Start of Exercise passage

1. Single-family room (SFR) model of care in the NICU improved medical and neurodevelopmental outcomes in infants.
2. Increased developmental support and maternal support in the SFR model were identified as mediating factors for improved outcomes.
Evidence Rating Level: 2 (Good)
Study Rundown: Single-family rooms (SFR) have increasingly replaced the traditional open-bay model of care in the neonatal ICU (NICU). This study examined neurodevelopmental outcomes for infants in the open-bay vs. SFR NICU model and factors that mediated observed differences. Statistically significant, superior medical outcomes for infants in the SFR NICU included greater rate of weight gain, fewer medical procedures, lower gestational age at full enteral feeds, and less sepsis. Neurodevelopmental outcomes included increased attention and decreased physiologic stress, hypertonicity, lethargy, and pain. The SFR model had increased developmental and maternal support. Developmental support, including number of occupational therapy days, mediated weight and attention differences. Maternal support, including number of days per week of parental presence, maternal care, kangaroo care and feeding, mediated the observed decrease in medical procedures, stress, and pain. Though this study may have limited generalizability due to variations among SFR models at different institutions, it emphasizes the benefits associated in models of care that increase maternal involvement and developmental support that physicians should be aware of.

End of Exercise passage

▸ **Set of tasks**:
1 – Please print the section of the NICU study summary that begins at the words "1. Single-family room" and stops after "Level: 2 (Good)".
2 – List the superior medical outcomes that the NICU study summary reports for infants in the SFR NICU.
3 – According to the NICU study summary, why might the study have limited generalizability?
Base your work on the NICU study summary and nothing else.

Start of Record excerpts

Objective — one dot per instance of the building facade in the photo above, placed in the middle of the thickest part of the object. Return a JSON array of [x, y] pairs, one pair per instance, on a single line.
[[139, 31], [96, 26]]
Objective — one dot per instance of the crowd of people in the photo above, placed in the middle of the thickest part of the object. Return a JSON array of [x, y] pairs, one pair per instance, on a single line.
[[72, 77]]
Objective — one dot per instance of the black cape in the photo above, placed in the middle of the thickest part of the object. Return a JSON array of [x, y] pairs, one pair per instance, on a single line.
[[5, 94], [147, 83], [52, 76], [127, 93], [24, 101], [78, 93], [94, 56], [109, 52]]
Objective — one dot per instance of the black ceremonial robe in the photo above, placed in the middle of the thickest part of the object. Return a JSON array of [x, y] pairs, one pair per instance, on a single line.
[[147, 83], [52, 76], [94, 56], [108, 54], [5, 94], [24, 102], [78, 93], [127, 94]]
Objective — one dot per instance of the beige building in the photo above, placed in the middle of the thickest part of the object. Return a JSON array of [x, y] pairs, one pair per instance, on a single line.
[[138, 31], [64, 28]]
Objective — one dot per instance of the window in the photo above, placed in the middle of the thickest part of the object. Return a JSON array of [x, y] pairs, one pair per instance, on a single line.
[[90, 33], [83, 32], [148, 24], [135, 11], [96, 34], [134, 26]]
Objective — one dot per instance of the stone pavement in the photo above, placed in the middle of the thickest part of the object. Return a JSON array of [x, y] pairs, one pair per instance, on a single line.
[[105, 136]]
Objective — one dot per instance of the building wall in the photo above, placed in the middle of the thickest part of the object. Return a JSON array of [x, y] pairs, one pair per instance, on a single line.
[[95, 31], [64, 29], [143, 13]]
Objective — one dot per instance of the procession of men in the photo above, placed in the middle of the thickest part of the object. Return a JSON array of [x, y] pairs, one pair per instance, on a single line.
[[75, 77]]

End of Record excerpts

▸ **Responses to the exercise**:
1 –
1. Single-family room (SFR) model of care in the NICU improved medical and neurodevelopmental outcomes in infants.
2. Increased developmental support and maternal support in the SFR model were identified as mediating factors for improved outcomes.
Evidence Rating Level: 2 (Good)

2 –
- Greater rate of weight gain
- Fewer medical procedures
- Lower gestational age at full enteral feeds
- Less sepsis

3 – SFR models vary among different institutions.